Congress currently is on its annual August recess, but members of the Louisiana delegation and their lawmakers from other Gulf Coast states have identified the GOMESA push among their priorities heading into the fall.
“Louisiana’s coastline infrastructure is critical for America’s energy and economic security,” said U.S. Sen. Bill Cassidy, a Baton Rouge Republican who is sponsoring legislation in the upper chamber along with U.S. Sen. John Kennedy, R-Madisonville. “This legislation creates equal treatment for Louisiana’s offshore revenue sharing and secures the funds needed to strengthen our state’s coastal restoration efforts.”
Louisiana received nearly $95 million in GOMESA revenue from the U.S. Department of the Interior earlier this year — about $12 million more than it received a year earlier in its first large-scale payout of outer-continental shelf revenue in GOMESA's scheduled phase-in.
Aside from being one of the largest offshore energy producers, Louisiana is faced with catastrophic land erosion that threatens coastal communities.
Louisiana voters in 2006 decided that any GOMESA revenue would go the state's Coastal Trust Fund to bolster coastal restoration and protection efforts.
Louisiana loses about 16 square miles of land a year to coastal erosion, according to expert estimates.
Environmental advocates have pointed to climate change and oil and gas production as factors, but most members of the Louisiana delegation lay blame on the levee system that has prevented the Mississippi River from flowing into the affected areas. Scientists generally agree that it's a combination of all those factors.
“It’s a national tragedy that we’ve lost miles and miles of land in Louisiana going back to when the decision was made by the federal government to put levees along the Mississippi River to control its flow through the Port of New Orleans instead of allowing all that sediment to be dispersed,” said U.S. House Republican Whip Steve Scalise, of Jefferson Parish.
Each year, Scalise brings a group of House members from other states to Louisiana to visit an offshore oil rig to see energy production first-hand. He said he also shows them the effects that coastal erosion has had on the state.

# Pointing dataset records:
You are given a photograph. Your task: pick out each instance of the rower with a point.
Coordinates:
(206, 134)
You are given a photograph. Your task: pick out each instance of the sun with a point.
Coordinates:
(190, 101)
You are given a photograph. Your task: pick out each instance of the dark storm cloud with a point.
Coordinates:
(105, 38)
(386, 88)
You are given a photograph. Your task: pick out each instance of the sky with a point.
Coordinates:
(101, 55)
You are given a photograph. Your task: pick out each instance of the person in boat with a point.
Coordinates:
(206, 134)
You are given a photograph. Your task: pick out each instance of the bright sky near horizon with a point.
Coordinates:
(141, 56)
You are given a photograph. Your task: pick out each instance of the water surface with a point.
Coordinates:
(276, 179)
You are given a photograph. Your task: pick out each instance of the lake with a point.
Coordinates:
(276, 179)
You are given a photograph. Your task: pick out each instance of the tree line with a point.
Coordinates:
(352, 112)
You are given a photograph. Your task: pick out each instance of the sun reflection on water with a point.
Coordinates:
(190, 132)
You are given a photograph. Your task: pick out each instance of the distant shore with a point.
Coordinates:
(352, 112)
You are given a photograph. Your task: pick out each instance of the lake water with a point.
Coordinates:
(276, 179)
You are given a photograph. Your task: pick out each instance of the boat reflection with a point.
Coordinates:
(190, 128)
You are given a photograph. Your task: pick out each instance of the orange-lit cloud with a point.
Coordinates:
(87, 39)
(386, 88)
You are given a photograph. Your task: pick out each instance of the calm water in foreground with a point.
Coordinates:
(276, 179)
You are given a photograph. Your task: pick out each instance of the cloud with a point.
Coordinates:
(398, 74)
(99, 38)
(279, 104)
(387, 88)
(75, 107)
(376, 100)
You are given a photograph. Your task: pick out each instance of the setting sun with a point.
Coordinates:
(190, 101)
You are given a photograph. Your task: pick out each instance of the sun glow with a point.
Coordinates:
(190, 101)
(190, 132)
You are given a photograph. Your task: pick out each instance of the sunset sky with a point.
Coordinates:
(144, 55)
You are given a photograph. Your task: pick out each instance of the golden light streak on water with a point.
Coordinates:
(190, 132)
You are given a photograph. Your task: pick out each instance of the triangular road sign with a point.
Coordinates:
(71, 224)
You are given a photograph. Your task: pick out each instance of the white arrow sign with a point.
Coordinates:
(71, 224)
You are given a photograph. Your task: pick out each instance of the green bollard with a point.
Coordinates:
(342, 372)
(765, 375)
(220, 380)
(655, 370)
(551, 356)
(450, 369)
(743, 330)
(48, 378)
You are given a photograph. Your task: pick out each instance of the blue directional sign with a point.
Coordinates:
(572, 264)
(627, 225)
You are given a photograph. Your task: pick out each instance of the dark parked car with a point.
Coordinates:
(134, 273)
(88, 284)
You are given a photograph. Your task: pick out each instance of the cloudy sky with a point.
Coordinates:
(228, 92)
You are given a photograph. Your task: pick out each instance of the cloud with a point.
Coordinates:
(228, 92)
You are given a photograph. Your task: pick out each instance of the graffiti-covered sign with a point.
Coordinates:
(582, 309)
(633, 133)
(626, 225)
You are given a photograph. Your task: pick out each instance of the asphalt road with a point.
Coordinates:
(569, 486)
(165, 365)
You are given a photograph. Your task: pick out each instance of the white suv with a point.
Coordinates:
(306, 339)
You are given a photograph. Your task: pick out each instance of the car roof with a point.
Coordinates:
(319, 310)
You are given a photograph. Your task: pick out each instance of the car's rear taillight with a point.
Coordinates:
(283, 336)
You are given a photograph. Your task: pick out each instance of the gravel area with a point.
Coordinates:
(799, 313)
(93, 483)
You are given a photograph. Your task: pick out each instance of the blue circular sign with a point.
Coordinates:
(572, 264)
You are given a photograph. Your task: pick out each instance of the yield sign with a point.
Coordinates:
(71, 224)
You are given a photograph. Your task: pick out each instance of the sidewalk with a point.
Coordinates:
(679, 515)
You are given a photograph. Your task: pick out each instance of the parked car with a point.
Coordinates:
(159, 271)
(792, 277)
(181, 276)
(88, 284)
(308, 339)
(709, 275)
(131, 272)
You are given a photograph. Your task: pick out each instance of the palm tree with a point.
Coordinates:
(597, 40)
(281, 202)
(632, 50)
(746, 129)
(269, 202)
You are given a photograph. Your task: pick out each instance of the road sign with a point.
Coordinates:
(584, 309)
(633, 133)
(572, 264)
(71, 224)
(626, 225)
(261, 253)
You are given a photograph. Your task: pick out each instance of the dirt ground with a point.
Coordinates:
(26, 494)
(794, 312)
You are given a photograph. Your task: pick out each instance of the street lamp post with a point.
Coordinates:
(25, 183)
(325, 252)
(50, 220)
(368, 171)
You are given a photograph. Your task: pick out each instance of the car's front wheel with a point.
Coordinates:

# Tasks to complete:
A – Write out the passage on Louisiana's offshore revenue sharing word for word, starting with "Louisiana received nearly" and going on through "to expert estimates.".
B – Take the text on Louisiana's offshore revenue sharing further, picking up after its final sentence.
The records have no connection to the text about Louisiana's offshore revenue sharing.

# Task-by-task outputs:
A –
Louisiana received nearly $95 million in GOMESA revenue from the U.S. Department of the Interior earlier this year — about $12 million more than it received a year earlier in its first large-scale payout of outer-continental shelf revenue in GOMESA's scheduled phase-in.
Aside from being one of the largest offshore energy producers, Louisiana is faced with catastrophic land erosion that threatens coastal communities.
Louisiana voters in 2006 decided that any GOMESA revenue would go the state's Coastal Trust Fund to bolster coastal restoration and protection efforts.
Louisiana loses about 16 square miles of land a year to coastal erosion, according to expert estimates.

B –
Scalise said he supports the continued push to grow the share Louisiana receives.
“I want to continue to see us expanding the opportunity for our state and any other state to receive the same amount of money that everybody else gets,” Scalise said. “This has been a long-time problem and we finally found a solution. We’re going to keep working to make it get parity with every other state."
Chip Kline, the coastal chief and chairman of the Coastal Protection and Restoration Authority board, said he's appreciative of the Louisiana delegation's legislative push for more federal dollars for Louisiana's coastal efforts and believes its a sign of "incredible momentum" to increase the GOMESA share.
"The entire nation relies on the health and resiliency of our coastal ecosystems and communities, and revenues derived from those resources should absolutely be reinvested into our working coast and its future viability," he said.
Restore the Mississippi River Delta — a broad coalition of conservation groups that includes the National Wildlife Federation, National Audubon Society, Coalition to Restore Coastal Louisiana, and the Environmental Defense Fund — also backs the latest round of parity proposals.
"Land loss in Louisiana is a truly existential crisis for the communities and wildlife that rely on this vital coastal ecosystem. With a comprehensive coastal restoration plan in place and projects underway, Louisiana needs the resources to address this crisis for the generations to come," the group said in a statement.